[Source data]

======

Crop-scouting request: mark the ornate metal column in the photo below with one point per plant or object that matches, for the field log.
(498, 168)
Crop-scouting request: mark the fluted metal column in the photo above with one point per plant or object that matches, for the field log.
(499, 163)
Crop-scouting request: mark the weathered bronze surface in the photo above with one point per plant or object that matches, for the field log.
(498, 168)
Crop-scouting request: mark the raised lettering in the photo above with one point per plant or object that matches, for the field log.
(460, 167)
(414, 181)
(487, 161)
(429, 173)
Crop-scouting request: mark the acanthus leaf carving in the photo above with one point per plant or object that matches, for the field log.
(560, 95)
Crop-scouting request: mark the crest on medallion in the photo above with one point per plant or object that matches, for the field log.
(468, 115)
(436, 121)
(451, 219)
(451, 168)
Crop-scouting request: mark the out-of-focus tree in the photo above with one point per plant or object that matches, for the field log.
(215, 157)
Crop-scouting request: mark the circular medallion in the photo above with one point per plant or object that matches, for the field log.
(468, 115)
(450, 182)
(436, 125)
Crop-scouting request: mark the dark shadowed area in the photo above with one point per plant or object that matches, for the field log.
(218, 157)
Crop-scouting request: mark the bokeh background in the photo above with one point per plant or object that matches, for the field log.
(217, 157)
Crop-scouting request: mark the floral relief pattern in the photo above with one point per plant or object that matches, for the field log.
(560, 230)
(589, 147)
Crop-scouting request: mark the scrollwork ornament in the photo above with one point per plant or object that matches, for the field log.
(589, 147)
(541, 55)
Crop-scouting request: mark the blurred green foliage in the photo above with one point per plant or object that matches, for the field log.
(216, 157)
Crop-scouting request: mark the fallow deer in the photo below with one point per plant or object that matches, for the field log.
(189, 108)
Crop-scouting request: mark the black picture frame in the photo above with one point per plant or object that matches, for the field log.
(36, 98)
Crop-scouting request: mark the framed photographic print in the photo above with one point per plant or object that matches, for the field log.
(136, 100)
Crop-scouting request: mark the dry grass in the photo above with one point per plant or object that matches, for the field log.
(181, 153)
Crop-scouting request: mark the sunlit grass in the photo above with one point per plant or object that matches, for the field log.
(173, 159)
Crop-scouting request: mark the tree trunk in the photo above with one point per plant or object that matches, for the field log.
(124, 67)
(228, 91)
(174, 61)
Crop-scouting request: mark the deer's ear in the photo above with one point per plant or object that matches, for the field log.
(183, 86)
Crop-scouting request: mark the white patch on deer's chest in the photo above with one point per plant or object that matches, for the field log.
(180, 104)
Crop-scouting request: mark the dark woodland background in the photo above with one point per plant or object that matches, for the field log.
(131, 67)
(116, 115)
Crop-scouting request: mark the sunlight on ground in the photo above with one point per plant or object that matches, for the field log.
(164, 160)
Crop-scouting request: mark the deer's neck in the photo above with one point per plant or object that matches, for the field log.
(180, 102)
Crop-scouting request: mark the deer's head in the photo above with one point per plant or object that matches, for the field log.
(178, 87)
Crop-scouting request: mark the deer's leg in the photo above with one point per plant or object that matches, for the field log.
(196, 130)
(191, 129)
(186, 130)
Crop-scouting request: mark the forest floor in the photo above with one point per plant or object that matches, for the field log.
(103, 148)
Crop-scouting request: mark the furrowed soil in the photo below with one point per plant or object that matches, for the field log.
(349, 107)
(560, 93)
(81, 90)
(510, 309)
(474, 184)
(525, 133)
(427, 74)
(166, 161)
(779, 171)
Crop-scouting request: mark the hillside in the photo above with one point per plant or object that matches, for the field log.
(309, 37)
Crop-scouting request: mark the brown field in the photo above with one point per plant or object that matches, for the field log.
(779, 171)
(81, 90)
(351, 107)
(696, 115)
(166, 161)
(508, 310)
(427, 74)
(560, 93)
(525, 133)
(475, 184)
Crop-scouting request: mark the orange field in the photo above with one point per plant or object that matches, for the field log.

======

_Problem description_.
Quote exactly and only the lines from the one holding "Crop-scouting request: mark the forest" through the end of the data.

_Result of this task_.
Crop-scouting request: mark the forest floor in the photo above with one point per plant or object that matches, for the field log.
(103, 148)
Crop-scouting request: mark the furrowed soil in the photo below with one point per plant or object that matches, for the field log.
(349, 107)
(560, 93)
(81, 90)
(510, 309)
(474, 184)
(525, 133)
(427, 74)
(166, 161)
(779, 171)
Crop-scouting request: mark the hillside in the photo above with one point per plant or object that matches, for the field log.
(309, 37)
Crop-scouting request: mark the brown field in the photo above with one point per plant or object that matches, for the field log.
(779, 171)
(81, 90)
(351, 107)
(696, 115)
(166, 161)
(508, 310)
(427, 74)
(560, 93)
(525, 133)
(475, 184)
Crop-scouting request: mark the orange field in the photo above with one point per plant or object that matches, for the field log.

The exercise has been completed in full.